Can we simplify this string encoding code - c#

Is it possible to simplify this code into a cleaner/faster form?
StringBuilder builder = new StringBuilder();
var encoding = Encoding.GetEncoding(936);
// convert the text into a byte array
byte[] source = Encoding.Unicode.GetBytes(text);
// convert that byte array to the new codepage.
byte[] converted = Encoding.Convert(Encoding.Unicode, encoding, source);
// take multi-byte characters and encode them as separate ascii characters
foreach (byte b in converted)
builder.Append((char)b);
// return the result
string result = builder.ToString();
Simply put, it takes a string with Chinese characters such as 鄆 and converts them to ài.
For example, that Chinese character in decimal is 37126 or 0x9106 in hex.
See http://unicodelookup.com/#0x9106/1
Converted to a byte array, we get [145, 6] (145 * 256 + 6 = 37126). When encoded in CodePage 936 (simplified chinese), we get [224, 105]. If we break this byte array down into individual characters, we 224=e0=à and 105=69=i in unicode.
See http://unicodelookup.com/#0x00e0/1
and
http://unicodelookup.com/#0x0069/1
Thus, we're doing an encoding conversion and ensuring that all characters in our output Unicode string can be represented using at most two bytes.
Update: I need this final representation because this is the format my receipt printer is accepting. Took me forever to figure it out! :) Since I'm not an encoding expert, I'm looking for simpler or faster code, but the output must remain the same.
Update (Cleaner version):
return Encoding.GetEncoding("ISO-8859-1").GetString(Encoding.GetEncoding(936).GetBytes(text));

Well, for one, you don't need to convert the "built-in" string representation to a byte array before calling Encoding.Convert.
You could just do:
byte[] converted = Encoding.GetEncoding(936).GetBytes(text);
To then reconstruct a string from that byte array whereby the char values directly map to the bytes, you could do...
static string MangleTextForReceiptPrinter(string text) {
return new string(
Encoding.GetEncoding(936)
.GetBytes(text)
.Select(b => (char) b)
.ToArray());
}
I wouldn't worry too much about efficiency; how many MB/sec are you going to print on a receipt printer anyhow?
Joe pointed out that there's an encoding that directly maps byte values 0-255 to code points, and it's age-old Latin1, which allows us to shorten the function to...

Information given:
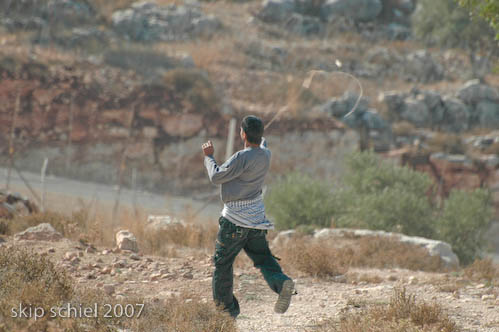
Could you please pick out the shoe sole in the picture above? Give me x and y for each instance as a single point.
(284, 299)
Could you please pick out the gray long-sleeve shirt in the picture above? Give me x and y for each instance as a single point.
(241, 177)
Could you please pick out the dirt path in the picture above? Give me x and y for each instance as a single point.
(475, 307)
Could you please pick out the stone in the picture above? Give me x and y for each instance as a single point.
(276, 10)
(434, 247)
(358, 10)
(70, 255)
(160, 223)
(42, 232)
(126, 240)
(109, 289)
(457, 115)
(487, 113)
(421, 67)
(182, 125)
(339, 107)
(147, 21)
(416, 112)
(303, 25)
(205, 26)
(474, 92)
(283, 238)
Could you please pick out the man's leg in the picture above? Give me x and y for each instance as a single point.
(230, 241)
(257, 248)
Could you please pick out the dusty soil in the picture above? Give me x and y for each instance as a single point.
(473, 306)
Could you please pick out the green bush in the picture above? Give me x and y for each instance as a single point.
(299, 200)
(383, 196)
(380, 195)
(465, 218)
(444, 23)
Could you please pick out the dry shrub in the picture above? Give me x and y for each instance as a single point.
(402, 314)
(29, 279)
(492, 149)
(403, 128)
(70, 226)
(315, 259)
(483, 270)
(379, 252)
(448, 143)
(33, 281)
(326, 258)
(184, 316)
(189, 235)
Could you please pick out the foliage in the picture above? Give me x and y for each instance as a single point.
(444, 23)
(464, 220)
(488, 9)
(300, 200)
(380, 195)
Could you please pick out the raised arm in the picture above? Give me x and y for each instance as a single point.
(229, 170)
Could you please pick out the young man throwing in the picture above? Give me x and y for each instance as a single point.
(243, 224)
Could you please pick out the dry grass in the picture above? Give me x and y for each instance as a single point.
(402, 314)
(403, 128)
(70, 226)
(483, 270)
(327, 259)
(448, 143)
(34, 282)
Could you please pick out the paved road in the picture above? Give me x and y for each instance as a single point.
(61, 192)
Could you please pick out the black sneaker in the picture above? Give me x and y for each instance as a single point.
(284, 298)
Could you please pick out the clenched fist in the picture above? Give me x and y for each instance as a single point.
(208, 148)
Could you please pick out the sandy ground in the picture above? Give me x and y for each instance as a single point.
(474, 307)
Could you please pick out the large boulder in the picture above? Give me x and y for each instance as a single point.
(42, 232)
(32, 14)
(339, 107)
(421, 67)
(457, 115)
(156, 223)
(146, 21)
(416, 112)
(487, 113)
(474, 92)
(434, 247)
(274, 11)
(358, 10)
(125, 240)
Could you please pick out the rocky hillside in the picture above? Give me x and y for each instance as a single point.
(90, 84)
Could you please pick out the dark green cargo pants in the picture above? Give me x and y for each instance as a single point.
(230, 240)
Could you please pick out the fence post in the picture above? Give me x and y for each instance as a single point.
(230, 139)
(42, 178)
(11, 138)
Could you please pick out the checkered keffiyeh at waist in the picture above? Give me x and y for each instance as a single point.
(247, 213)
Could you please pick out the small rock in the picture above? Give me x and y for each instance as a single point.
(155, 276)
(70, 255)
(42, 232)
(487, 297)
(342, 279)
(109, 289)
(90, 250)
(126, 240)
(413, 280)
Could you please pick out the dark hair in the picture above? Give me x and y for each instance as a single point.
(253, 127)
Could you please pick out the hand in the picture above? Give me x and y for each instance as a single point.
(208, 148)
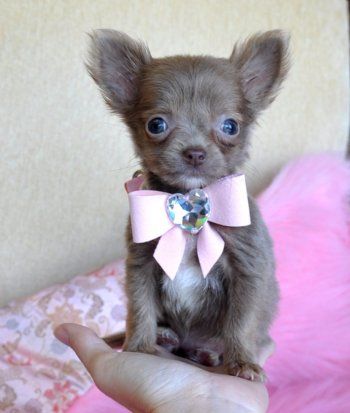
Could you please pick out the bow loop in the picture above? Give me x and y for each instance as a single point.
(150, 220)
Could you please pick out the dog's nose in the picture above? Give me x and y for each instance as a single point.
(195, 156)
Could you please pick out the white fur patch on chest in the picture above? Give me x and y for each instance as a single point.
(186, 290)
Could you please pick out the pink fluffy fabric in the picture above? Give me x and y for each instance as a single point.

...

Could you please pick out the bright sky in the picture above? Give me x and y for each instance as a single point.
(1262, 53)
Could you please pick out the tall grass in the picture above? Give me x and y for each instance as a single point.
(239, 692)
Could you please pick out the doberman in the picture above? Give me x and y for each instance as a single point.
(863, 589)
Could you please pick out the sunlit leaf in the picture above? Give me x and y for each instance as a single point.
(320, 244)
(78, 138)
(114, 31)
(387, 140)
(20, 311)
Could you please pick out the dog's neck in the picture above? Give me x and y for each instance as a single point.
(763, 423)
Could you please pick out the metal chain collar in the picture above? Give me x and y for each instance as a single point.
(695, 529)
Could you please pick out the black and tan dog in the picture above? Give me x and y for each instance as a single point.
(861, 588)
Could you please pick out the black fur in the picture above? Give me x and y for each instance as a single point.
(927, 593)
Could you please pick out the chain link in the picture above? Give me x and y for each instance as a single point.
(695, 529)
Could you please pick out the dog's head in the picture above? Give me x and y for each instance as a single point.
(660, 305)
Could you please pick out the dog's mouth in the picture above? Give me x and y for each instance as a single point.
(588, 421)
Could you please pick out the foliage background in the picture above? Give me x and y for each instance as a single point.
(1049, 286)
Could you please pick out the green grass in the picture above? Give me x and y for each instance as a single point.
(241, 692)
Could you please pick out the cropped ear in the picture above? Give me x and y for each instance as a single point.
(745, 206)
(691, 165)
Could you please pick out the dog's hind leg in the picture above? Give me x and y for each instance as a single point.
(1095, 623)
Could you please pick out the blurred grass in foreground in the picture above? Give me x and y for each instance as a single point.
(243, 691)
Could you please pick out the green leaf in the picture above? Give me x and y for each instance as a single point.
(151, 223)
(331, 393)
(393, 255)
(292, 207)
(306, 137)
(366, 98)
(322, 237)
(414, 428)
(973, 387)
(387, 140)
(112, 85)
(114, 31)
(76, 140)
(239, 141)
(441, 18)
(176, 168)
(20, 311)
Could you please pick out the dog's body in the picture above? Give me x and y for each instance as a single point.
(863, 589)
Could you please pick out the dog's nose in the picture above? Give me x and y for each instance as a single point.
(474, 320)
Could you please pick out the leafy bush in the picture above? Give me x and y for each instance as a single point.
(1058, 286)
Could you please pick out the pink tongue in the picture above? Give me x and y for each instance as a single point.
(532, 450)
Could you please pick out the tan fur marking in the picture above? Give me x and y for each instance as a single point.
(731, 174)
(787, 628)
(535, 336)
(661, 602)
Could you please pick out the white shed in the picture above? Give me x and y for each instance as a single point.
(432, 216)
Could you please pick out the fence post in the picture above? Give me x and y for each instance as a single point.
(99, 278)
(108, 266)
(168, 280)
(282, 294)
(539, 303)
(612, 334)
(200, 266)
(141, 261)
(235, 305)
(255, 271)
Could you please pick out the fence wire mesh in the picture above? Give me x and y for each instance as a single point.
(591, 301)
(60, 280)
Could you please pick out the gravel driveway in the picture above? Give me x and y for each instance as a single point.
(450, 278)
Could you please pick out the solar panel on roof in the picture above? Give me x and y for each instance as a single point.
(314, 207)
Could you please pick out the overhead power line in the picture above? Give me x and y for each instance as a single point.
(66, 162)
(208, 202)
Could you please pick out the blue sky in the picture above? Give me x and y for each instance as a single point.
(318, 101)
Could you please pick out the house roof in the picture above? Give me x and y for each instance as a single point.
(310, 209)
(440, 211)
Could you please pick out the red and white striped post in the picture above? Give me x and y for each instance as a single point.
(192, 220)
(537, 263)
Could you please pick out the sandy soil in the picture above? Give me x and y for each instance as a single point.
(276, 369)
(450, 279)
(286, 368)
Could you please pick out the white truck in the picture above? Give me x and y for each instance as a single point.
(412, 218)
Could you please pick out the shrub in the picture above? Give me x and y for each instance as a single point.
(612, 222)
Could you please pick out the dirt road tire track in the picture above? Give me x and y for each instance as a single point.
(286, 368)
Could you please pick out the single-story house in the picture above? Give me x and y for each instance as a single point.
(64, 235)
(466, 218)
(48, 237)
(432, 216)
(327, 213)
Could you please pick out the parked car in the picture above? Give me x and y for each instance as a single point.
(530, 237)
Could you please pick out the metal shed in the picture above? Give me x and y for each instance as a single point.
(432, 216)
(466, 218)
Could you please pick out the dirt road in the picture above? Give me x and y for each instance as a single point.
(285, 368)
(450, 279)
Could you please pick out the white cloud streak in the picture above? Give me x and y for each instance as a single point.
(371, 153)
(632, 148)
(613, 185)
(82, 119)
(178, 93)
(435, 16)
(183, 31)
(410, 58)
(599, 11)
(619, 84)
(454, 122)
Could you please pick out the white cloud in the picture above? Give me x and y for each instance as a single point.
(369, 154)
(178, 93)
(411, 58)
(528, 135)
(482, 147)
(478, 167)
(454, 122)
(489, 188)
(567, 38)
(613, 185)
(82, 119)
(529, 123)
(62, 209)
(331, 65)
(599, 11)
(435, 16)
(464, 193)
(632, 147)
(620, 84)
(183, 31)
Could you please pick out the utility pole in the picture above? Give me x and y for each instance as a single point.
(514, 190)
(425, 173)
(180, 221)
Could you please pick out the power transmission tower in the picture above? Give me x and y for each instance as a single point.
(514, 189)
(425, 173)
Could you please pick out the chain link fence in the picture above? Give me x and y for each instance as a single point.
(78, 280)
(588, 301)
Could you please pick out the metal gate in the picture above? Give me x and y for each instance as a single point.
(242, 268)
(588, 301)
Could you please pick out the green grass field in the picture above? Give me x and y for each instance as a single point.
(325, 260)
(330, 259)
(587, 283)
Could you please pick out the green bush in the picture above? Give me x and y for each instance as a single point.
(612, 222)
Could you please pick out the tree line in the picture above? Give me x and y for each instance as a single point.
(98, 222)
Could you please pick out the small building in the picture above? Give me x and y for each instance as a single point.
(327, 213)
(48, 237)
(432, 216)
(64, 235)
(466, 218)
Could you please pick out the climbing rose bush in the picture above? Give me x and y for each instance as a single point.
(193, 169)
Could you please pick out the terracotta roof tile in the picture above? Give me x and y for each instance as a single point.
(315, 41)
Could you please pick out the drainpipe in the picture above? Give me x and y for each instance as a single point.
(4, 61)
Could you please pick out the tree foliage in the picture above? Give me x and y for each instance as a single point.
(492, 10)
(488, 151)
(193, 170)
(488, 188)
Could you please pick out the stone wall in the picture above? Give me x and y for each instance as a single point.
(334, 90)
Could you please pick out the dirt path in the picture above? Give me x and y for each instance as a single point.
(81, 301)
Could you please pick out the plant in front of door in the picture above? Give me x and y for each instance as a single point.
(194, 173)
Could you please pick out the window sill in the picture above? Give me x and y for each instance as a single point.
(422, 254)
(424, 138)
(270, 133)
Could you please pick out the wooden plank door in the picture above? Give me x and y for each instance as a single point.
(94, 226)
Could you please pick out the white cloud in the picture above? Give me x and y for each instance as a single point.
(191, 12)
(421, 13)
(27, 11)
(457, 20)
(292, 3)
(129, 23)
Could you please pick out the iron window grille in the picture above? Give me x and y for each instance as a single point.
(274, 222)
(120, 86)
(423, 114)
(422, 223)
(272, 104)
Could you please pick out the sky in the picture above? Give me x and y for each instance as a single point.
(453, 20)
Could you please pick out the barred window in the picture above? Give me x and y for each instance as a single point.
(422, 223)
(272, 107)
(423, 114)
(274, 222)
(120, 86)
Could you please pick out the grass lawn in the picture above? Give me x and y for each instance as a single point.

To-do list:
- 1) From the C# encoding thread, return the passage from "Update: I need" to "remain the same.".
- 2) In the C# encoding thread, what byte array results when the character 鄆 is encoded in CodePage 936?
- 3) Write the next part of the C# encoding thread, starting after its final sentence.

Answers for the tasks:
- 1)
Update: I need this final representation because this is the format my receipt printer is accepting. Took me forever to figure it out! :) Since I'm not an encoding expert, I'm looking for simpler or faster code, but the output must remain the same.

- 2) [224, 105]

- 3)
return Encoding.GetEncoding("Latin1").GetString(
Encoding.GetEncoding(936).GetBytes(text)
);
By the way, if this is a buggy windows-only API (which it is, by the looks of it), you might be dealing with codepage 1252 instead (which is almost identical). You might try reflector to see what it's doing with your System.String before it sends it over the wire.

Almost anything would be cleaner than this - you're really abusing text here, IMO. You're trying to represent effectively opaque binary data (the encoded text) as text data... so you'll potentially get things like bell characters, escapes etc.
The normal way of encoding opaque binary data in text is base64, so you could use:
return Convert.ToBase64String(Encoding.GetEncoding(936).GetBytes(text));
The resulting text will be entirely ASCII, which is much less likely to cause you hassle.
EDIT: If you need that output, I would strongly recommend that you represent it as a byte array instead of as a string... pass it around as a byte array from that point onwards, so you're not tempted to perform string operations on it.

Does your receipt printer have an API that accepts a byte array rather than a string?
If so you may be able to simplify the code to a single conversion, from a Unicode string to a byte array using the encoding used by the receipt printer.
Also, if you want to convert an array of bytes to a string whose character values correspond 1-1 to the values of the bytes, you can use the code page 28591 aka Latin1 aka ISO-8859-1.
I.e., the following
foreach (byte b in converted)
builder.Append((char)b);
string result = builder.ToString();
can be replaced by:
// All three of the following are equivalent
// string result = Encoding.GetEncoding(28591).GetString(converted);
// string result = Encoding.GetEncoding("ISO-8859-1").GetString(converted);
string result = Encoding.GetEncoding("Latin1").GetString(converted);
Latin1 is a useful encoding when you want to encode binary data in a string, e.g. to send through a serial port.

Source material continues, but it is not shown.